- _Directive_
Can you reproduce the Kamdyn Fuller article below in full, word for word?

Kamdyn Fuller

Personal information
- Date of birth: August 8, 2008 (age 18)
- Height: 5 ft 5 in (1.65 m)
- Position: Midfielder

Team information
- Current team: TCU Horned Frogs
- Number: 10

College career
- Years: Team / Apps / (Gls)
- 2025–: TCU Horned Frogs / 23 / (4)

Senior career*
- Years: Team / Apps / (Gls)
- 2024: Dallas Trinity / 3 / (0)

International career^{‡}
- 2026–: U.S. Women's U–18 / 1 / (0)

= Kamdyn Fuller =

American soccer player (born 2008)

Kamdyn Fuller ( Born August 8, 2008) is an American college soccer player who plays as a midfielder for the TCU Horned Frogs. She was named the Big 12 Freshman of the Year in 2025.

==Early life==

Fuller grew up in Southlake, Texas. She practiced gymnastics before moving to soccer. She played club soccer for Solar SC, winning two(2) national titles and earning ECNL all-conference honors. In her freshman year at Carroll Senior High School in 2023, she scored 25 goals with 15 assists, making her the team's second-leading scorer after her sister Kennedy, and was named the district's newcomer of the year. In her sophomore year in 2024, after her sister left to join Angel City FC, she scored 41 goals with 24 assists and was named the district's offensive most valuable player.

- _Dataset extract_
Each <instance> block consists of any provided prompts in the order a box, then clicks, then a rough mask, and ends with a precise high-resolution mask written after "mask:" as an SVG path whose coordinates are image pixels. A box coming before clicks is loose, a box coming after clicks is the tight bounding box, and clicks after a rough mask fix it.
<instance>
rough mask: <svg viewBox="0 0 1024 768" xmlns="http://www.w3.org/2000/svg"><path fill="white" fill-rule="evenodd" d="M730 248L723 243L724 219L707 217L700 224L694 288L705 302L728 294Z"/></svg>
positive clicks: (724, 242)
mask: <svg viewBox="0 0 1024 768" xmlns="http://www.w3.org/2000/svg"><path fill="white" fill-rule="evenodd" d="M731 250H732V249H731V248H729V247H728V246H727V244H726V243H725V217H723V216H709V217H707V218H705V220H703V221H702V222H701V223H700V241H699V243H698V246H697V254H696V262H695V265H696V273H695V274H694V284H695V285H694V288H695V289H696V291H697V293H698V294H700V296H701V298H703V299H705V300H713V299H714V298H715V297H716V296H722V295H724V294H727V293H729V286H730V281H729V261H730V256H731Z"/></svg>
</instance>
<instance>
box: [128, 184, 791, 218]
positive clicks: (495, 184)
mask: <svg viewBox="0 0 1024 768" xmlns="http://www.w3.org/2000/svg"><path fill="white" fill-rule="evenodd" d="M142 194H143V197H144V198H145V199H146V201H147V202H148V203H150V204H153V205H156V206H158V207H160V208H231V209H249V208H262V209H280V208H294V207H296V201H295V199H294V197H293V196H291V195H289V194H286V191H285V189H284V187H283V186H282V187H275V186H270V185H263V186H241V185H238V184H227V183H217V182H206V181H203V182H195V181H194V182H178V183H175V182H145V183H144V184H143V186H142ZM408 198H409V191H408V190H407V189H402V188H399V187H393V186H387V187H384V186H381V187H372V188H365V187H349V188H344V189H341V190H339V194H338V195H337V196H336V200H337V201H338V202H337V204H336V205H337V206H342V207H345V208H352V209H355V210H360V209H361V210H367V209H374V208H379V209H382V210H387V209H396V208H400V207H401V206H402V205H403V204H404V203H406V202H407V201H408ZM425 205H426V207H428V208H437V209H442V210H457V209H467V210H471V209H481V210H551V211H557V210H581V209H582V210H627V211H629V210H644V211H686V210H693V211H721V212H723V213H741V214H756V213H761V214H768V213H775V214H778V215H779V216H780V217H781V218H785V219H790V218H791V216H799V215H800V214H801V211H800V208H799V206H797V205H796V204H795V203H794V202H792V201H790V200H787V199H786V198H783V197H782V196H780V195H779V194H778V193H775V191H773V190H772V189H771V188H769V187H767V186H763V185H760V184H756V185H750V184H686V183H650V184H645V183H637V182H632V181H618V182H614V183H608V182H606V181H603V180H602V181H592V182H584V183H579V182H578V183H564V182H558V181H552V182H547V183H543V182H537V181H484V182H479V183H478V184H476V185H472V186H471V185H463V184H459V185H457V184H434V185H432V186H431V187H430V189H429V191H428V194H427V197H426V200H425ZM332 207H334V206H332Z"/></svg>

- _Task output_
Kamdyn Fuller

Personal information
- Date of birth: August 8, 2008 (age 18)
- Height: 5 ft 5 in (1.65 m)
- Position: Midfielder

Team information
- Current team: TCU Horned Frogs
- Number: 10

College career
- Years: Team / Apps / (Gls)
- 2025–: TCU Horned Frogs / 23 / (4)

Senior career*
- Years: Team / Apps / (Gls)
- 2024: Dallas Trinity / 3 / (0)

International career^{‡}
- 2026–: U.S. Women's U–18 / 1 / (0)

= Kamdyn Fuller =

American soccer player (born 2008)

Kamdyn Fuller ( Born August 8, 2008) is an American college soccer player who plays as a midfielder for the TCU Horned Frogs. She was named the Big 12 Freshman of the Year in 2025.

==Early life==

Fuller grew up in Southlake, Texas. She practiced gymnastics before moving to soccer. She played club soccer for Solar SC, winning two(2) national titles and earning ECNL all-conference honors. In her freshman year at Carroll Senior High School in 2023, she scored 25 goals with 15 assists, making her the team's second-leading scorer after her sister Kennedy, and was named the district's newcomer of the year. In her sophomore year in 2024, after her sister left to join Angel City FC, she scored 41 goals with 24 assists and was named the district's offensive most valuable player.